— start of Material provided —

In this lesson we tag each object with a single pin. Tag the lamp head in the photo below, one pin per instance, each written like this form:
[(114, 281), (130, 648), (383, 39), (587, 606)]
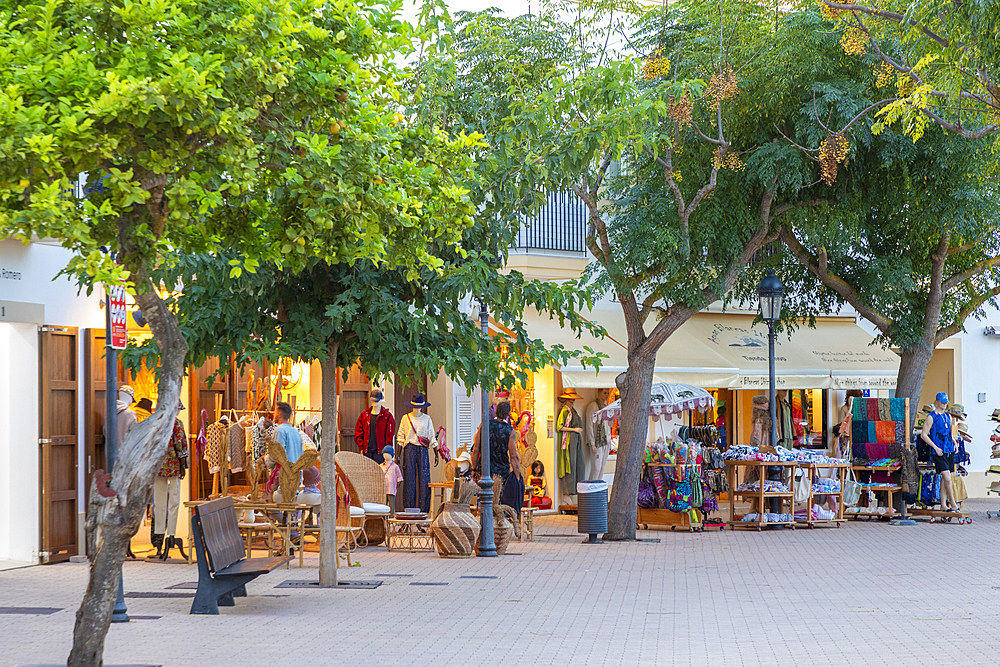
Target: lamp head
[(770, 292)]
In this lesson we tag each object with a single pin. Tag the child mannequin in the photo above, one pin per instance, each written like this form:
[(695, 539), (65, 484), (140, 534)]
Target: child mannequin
[(393, 475)]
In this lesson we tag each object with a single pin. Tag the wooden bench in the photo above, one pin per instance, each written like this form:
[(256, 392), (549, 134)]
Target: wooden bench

— end of Material provided —

### Stated goal
Please write out all of the material above without changing a word, and omit any pictures.

### Worked answer
In this lesson we tag each object with a single pin. Tag the lamp head in the photo below, one pin per instance, each written like this form:
[(114, 281), (130, 648), (383, 39), (587, 606)]
Target: lamp head
[(770, 292)]
In this lesson we tag each object with a single pin. Tag the child mannequin in the photo above, one pin per instance, each written like this form:
[(695, 539), (65, 484), (140, 534)]
Target: child mannequin
[(393, 475)]
In this lesson we tag each object with a single pin. Tag the wooden bench in the photo above, one pin per instance, each written like this form:
[(256, 392), (549, 134)]
Target: wooden bench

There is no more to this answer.